● Stated task
Please write each of the lines below as one string in a JSON list, skipping any blank lines.

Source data
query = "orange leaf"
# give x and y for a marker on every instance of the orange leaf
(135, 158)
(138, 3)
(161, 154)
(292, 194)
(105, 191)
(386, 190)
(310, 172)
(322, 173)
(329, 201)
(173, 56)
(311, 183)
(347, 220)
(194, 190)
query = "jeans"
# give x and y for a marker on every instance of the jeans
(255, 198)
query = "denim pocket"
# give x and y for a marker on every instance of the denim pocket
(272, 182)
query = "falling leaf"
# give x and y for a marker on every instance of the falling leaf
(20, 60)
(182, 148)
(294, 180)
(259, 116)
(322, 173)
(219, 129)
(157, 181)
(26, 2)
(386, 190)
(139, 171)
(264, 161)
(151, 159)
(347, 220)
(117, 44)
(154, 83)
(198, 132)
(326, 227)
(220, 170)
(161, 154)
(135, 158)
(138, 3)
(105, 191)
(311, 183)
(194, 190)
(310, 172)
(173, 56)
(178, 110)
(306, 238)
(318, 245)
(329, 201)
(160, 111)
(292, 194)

● Exercise answer
[
  "query = \"orange leaf\"",
  "# give x and y for a marker on every instance of the orange leaf",
  "(135, 158)",
  "(138, 3)",
  "(161, 154)",
  "(292, 194)",
  "(105, 191)",
  "(386, 190)",
  "(310, 172)",
  "(322, 173)",
  "(329, 201)",
  "(173, 56)",
  "(311, 183)",
  "(347, 220)",
  "(194, 190)",
  "query = \"jeans\"",
  "# give x and y for a marker on every instance of the jeans",
  "(255, 198)",
  "query = \"denim pocket\"",
  "# give x and y for a marker on every instance of the denim pocket",
  "(272, 182)",
  "query = \"falling leaf\"",
  "# give x and y for a marker on every instance of the falling leaf",
  "(20, 60)",
  "(182, 148)",
  "(294, 180)",
  "(259, 116)",
  "(322, 173)",
  "(219, 129)",
  "(157, 181)",
  "(26, 2)",
  "(386, 190)",
  "(139, 171)",
  "(264, 161)",
  "(151, 159)",
  "(347, 220)",
  "(117, 44)",
  "(154, 83)",
  "(198, 132)",
  "(326, 227)",
  "(220, 170)",
  "(161, 154)",
  "(135, 158)",
  "(138, 3)",
  "(105, 191)",
  "(311, 183)",
  "(194, 190)",
  "(310, 172)",
  "(173, 56)",
  "(178, 110)",
  "(306, 238)",
  "(318, 245)",
  "(329, 201)",
  "(160, 111)",
  "(292, 194)"
]